- **Passage shown**:
******

She wrote, “There was an old lady who swallowed a fly.”
(115)

17As appears clearly, the enigma of the word is the source of writing—inarticulation is a call for articulation—but Briony is as yet unable to translate it into an appropriate narrative, her memory and her writing being still shaped by fairy tale or nursery rhyme sequentiality as witnessed by the phrasing of her memory of Robbie and the limerick opening her first attempt. Furthermore, the young Briony can no more read the word than she can un-read it—and erase in the process her first crime: stealing a letter not intended for her. It will behove Briony the writer, draft after draft, to accomplish both, not by dismissing word and letter from her memory, but by re-writing them from the original writer’s or addressee’s perspective, as her younger self could not have done. Thus the events of that hot summer day are recast through Robbie’s and Cecilia’s eyes, and do include the letter and record its sexual impact on each character. Briony also includes in her retelling the correspondence between the lovers—courtesy of the War Museum (371)—as if to make up for her interruption of their relation or, to put things differently, of the communication that the obscene note had made possible. Ironically, however, during Robbie’s stint in jail, the letters—which might not be in the War Museum and therefore might be a figment Briony’s imagination or fantasies—had to shun “the word”: not only were the lovers reduced to “making love. . .—by post” (205), but any letter between them had to go through the prison authority’s censorship. By a further twist, Robbie and Cecilia in the said correspondence entrust literature with the expression of their desire and “use characters as codes” (204), thus mimicking literature’s alleged function to sublimate erotic wishes (indeed, a quiet corner in a library is a disguised allusion to sexual ecstasy, because of the memories attached to it).

18So the “unspeakable word” (160) plays a crucial role in the novel. Diegetically, first: it serves as an outlet for Briony’s complex feelings, at once naming the unspeakable she collides with and blurring it. On that score, the young girl is heir to a long line of characters in McEwan’s fiction whose knowing unknowingness on matters sexual verges on, and often leads to catastrophe. At the same time, the word seems to some extent to participate in McEwan’s conversation with modernism. Echoes to Conrad (Heart of Darkness) can be heard in the reference to the “unspeakable” or “some principle of darkness,” as if to oppose the crudeness of the language to Conrad’s well-known indirectness. A gibe at the prudishness of Woolf’s heroines is not to be ruled out either, in the context. But the terms of the conversation should not be overlooked. When Briony claims that her duty has been “to disguise nothing,” what she refers to is circumstantial evidence “a matter of historical record” (369), metaphorically bringing together, not for the first time in McEwan, historical and private issues. Which is, lastly, another way of saying that the offensive vocabulary should not obfuscate its self-reflective dimension, as a kind of intertextual allusion to McEwan’s early fiction. But the word, in the process, is as much written out as written off, as I will try to show.

******

- **Record extracts**:
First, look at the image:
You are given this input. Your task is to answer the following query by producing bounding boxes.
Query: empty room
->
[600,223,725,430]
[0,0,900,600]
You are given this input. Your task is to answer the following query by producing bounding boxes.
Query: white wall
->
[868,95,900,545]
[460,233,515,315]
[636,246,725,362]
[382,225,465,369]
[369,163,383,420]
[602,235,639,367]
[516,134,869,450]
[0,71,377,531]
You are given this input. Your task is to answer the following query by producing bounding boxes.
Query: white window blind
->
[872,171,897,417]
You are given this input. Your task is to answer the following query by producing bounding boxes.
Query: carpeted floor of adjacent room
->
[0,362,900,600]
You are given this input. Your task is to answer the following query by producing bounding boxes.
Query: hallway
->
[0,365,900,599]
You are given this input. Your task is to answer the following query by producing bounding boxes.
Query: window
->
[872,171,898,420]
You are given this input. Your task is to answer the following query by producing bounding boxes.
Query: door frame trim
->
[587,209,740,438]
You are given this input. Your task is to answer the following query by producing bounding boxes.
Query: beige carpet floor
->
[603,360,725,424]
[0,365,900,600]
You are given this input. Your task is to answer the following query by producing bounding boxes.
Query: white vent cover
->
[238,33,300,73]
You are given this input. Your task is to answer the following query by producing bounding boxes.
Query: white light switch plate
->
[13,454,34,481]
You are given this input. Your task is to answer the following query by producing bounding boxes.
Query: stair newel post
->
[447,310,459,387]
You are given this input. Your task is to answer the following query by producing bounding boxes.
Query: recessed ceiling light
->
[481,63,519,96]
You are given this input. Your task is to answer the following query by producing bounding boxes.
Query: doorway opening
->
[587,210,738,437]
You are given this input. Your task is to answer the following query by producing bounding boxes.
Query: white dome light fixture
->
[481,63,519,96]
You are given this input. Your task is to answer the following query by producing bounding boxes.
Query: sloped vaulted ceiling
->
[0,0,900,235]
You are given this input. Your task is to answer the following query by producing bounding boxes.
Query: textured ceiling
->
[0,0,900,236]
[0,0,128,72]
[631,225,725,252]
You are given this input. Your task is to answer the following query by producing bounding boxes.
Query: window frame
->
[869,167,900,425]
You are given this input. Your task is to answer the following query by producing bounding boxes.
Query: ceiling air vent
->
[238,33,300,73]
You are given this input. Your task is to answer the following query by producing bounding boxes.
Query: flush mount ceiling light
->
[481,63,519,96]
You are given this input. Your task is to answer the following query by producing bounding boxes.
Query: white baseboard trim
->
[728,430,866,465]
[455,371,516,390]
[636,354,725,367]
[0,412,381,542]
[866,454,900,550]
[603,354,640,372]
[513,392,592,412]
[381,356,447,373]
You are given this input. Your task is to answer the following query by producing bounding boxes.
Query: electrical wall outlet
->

******

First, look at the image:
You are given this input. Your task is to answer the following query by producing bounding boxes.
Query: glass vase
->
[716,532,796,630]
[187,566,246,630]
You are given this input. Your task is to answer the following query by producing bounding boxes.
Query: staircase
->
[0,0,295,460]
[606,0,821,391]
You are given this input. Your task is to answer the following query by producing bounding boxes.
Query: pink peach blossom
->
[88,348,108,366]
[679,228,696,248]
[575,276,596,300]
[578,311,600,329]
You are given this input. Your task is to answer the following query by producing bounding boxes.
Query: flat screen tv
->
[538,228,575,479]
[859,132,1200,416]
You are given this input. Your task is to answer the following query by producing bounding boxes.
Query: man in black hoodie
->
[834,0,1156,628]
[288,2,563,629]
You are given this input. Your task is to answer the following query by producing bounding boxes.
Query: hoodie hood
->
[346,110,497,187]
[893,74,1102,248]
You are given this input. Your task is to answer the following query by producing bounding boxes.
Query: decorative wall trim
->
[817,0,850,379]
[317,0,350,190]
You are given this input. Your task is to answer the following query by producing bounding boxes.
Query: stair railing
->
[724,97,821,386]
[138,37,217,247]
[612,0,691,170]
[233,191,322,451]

******

- **Written task**:
Continue the passage on Briony and the "unspeakable word" in McEwan's novel, picking up after its final sentence.

- **Written answer**:
19Briony, at first, could not bring herself to utter the word that she read in the letter—not even to herself, perhaps, as suggested by the conspicuous absence of this essential referent in the account of her reading (Part One, chapter Ten). It compels her to linguistic contortions when she nevertheless has to mention it, to Lola, for instance: “Rather than say the word out loud, which was unthinkable, she spelled it out for her, backwards” (119). So she will spell it out forward, as Briony the writer, but with a backward glance. And therein lies the main departure from McEwan’s earliest manner. In Atonement, Briony looks at her past with the benefit of hindsight—and of ulterior insight, in the passages of imagination—whereas the narratives leading up to The Comfort of Strangers inclusive, even though they were equally retrospective, as told in the past sense, left the reader with a sense of contemporaneity with the events with no such benefit to be expected. This was indeed the main source of the feeling of unease pervading the early fiction, since it contributed to the impression that the characters and narrators had no grasp on their aberrant experiences.

20One may be tempted to ascribe the change to what Brian Finney calls an “escape from an exclusively subjective narrative perspective” (Finney 69), which can be dated from The Innocent. No one would dispute Finney’s chronology, but his phrasing may be misleading. I would argue that although the stories and the first two novels are exclusive, because self-centred, narratives, the perspective cannot be called subjective in the usual sense, but rather a-subjective. Actually, subjectivity would entail the combination of the narrator and of the character of homodiegetic narrative in one entity where the experience gained by the narrating I should alter the knowledge or ignorance of the narrated-I or at least show some insight into his inner universe. Instead of that, narrator and character seem entirely opaque to each other, and thus combine the impersonality of the telling with the subjectivity of narrated experience. Conversely, the rare cases of heterodiegetic narratives in the period considered read like attempts at homodiegetic expression—this is why, I think, Finney includes The Comfort of Strangers in the same group as the collections of short stories and The Cement Garden, although it is the first serious attempt at leaving the self-enclosed universe of the previous fictions. On the whole, then, the distinctive feature of McEwan’s early works is a?subjectivity, by which I refer to his characters’ failed assumption to subjectivity due to a failure to master that tentative conjunction of distance and proximity between the object and the subject of observation that we refer to as narrated I and narrating I.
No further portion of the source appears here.